### Written problem
In the items below, locate every line that contains the string "shoe" and copy each such line.

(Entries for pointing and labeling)
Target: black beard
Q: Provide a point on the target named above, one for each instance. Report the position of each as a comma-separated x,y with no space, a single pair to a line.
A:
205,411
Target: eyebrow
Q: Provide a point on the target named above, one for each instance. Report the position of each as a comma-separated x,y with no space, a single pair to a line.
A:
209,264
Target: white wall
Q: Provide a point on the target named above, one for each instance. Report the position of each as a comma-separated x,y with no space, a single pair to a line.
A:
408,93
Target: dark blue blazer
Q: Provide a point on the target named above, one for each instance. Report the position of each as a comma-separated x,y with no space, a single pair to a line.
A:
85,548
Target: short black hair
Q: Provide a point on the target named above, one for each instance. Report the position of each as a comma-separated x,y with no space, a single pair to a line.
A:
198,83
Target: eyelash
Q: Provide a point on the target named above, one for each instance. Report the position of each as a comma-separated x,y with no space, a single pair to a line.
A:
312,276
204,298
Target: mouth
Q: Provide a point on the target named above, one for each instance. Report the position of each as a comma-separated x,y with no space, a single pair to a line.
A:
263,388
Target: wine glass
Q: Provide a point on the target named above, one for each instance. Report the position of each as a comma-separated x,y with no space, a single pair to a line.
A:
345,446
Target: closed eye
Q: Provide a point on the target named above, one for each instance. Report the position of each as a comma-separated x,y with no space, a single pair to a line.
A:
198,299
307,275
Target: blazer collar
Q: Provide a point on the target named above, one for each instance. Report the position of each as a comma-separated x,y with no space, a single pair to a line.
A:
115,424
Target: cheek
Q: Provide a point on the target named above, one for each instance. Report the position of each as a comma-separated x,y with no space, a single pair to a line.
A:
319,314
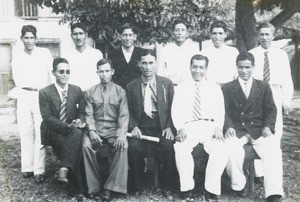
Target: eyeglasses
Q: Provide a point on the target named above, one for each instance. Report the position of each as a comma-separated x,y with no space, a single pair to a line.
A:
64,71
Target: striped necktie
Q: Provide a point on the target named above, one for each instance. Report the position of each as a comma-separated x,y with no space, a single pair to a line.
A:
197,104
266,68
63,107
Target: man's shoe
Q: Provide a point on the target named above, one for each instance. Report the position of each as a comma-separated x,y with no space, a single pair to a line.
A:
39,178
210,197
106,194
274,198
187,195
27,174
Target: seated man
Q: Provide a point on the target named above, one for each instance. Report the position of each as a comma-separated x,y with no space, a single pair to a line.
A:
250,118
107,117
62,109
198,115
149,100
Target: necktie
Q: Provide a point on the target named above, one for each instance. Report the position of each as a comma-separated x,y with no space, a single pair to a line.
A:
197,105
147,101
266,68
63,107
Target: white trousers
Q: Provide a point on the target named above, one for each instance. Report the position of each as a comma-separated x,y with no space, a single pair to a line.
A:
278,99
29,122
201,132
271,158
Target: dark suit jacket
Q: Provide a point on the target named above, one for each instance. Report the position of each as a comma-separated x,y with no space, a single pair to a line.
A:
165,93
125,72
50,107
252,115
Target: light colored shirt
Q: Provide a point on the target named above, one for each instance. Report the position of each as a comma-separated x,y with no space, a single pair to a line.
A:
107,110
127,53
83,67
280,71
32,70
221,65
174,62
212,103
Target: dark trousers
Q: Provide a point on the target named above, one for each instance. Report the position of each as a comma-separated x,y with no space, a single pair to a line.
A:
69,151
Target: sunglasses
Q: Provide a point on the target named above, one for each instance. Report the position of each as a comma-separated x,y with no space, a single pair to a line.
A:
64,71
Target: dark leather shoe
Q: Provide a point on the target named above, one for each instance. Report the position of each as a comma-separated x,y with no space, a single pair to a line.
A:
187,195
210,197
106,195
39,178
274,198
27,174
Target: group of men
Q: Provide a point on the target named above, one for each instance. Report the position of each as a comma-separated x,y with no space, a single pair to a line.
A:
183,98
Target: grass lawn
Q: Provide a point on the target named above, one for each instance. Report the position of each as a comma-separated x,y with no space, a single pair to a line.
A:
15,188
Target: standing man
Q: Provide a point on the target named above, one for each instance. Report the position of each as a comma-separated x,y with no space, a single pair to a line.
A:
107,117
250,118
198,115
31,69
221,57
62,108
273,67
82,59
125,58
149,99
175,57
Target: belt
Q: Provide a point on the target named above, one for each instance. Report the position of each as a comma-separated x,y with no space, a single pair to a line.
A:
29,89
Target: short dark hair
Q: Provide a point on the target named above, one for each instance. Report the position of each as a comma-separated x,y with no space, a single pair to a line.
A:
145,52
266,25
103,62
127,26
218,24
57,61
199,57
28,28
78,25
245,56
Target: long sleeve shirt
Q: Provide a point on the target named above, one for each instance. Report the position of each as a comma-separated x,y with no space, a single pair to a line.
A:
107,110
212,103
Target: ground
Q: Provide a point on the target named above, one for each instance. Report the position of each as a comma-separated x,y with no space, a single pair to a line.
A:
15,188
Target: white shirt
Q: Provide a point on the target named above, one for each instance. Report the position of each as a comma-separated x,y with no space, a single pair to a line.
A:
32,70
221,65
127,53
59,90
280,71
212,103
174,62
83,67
---
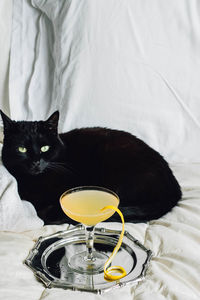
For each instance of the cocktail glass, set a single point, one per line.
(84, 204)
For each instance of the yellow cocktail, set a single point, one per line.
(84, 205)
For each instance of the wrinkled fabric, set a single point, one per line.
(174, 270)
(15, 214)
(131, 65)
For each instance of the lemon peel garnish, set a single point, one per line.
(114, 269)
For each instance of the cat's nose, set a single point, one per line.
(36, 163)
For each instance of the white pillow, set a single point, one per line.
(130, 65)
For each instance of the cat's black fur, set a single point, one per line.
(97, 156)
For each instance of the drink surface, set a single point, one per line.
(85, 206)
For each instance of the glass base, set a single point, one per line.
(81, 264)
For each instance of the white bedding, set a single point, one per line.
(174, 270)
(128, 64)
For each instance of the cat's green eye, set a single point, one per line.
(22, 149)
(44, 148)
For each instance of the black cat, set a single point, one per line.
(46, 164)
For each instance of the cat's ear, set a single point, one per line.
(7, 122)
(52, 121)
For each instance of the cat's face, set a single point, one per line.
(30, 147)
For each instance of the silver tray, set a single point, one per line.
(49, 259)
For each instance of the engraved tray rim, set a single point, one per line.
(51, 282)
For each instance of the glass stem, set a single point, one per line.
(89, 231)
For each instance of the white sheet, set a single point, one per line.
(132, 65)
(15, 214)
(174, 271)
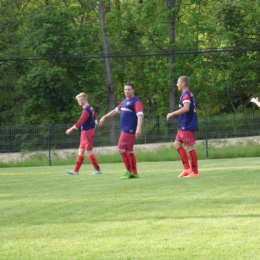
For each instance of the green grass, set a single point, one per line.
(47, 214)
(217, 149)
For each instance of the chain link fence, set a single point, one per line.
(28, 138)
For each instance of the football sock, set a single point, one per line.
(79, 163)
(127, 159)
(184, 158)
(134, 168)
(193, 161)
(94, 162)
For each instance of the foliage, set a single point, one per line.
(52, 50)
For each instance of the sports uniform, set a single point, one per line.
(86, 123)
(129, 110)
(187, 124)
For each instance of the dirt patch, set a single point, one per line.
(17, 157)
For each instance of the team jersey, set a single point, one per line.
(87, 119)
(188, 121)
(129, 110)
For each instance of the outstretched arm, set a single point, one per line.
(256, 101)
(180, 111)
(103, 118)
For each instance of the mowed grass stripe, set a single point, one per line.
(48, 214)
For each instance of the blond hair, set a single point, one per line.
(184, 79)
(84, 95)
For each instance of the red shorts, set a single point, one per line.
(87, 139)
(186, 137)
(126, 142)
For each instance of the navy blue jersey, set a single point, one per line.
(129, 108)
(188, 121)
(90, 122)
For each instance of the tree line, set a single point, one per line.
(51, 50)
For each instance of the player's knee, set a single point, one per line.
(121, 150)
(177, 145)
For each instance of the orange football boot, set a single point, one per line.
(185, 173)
---
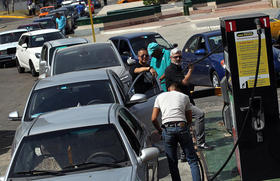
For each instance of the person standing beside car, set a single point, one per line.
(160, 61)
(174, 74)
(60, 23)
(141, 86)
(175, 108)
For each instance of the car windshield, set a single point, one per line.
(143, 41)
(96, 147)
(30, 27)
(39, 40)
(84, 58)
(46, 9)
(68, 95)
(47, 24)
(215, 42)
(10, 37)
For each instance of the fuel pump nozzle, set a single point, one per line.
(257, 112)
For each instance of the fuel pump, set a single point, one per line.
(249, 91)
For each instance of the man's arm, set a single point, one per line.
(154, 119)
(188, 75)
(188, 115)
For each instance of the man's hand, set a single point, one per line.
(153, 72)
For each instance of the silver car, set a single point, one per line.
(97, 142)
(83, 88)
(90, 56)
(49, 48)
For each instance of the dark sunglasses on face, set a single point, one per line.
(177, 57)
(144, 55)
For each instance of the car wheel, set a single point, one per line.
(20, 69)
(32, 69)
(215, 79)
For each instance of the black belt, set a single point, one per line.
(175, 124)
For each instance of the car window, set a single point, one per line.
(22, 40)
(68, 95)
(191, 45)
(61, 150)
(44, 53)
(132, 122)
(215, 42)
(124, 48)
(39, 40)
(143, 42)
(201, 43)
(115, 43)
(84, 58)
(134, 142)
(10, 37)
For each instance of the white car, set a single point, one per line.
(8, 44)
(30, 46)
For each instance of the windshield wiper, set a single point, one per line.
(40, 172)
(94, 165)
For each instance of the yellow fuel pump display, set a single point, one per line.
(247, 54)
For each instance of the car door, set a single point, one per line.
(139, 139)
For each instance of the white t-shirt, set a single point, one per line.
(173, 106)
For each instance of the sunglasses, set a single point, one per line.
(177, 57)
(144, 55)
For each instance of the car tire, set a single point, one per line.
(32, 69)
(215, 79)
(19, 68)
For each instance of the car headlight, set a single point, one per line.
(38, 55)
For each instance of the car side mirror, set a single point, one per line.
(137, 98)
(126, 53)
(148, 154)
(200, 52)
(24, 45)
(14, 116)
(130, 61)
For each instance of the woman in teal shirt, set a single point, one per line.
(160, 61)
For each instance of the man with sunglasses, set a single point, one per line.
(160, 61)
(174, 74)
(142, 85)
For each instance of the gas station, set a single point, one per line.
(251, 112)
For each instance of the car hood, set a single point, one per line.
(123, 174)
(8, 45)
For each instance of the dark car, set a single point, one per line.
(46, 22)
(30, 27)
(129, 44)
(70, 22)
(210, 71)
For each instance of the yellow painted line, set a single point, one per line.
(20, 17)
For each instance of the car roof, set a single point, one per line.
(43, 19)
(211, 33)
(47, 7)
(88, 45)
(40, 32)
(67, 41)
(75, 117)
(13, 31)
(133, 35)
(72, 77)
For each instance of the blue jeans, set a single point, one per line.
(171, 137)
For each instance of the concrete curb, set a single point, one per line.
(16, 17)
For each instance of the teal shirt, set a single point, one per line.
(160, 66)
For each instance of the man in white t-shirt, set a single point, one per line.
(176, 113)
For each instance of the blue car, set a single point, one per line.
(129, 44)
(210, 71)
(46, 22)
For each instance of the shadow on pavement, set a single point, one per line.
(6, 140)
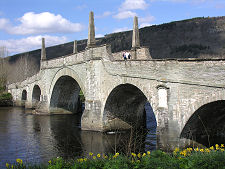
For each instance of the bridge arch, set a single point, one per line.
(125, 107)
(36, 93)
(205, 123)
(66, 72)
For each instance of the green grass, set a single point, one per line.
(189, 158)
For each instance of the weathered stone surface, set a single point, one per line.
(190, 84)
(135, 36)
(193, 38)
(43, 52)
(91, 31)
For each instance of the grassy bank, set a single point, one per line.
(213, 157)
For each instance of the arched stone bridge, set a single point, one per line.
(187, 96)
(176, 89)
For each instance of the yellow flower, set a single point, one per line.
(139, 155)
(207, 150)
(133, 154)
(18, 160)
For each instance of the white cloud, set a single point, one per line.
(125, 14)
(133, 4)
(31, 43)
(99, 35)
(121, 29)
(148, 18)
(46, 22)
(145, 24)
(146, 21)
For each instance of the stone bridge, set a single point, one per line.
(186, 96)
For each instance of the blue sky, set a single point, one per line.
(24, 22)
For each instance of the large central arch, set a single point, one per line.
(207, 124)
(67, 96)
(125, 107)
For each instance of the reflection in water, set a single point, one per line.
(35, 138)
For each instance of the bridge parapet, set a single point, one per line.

### Task result
Target: man's shoe
Target: dark leather shoe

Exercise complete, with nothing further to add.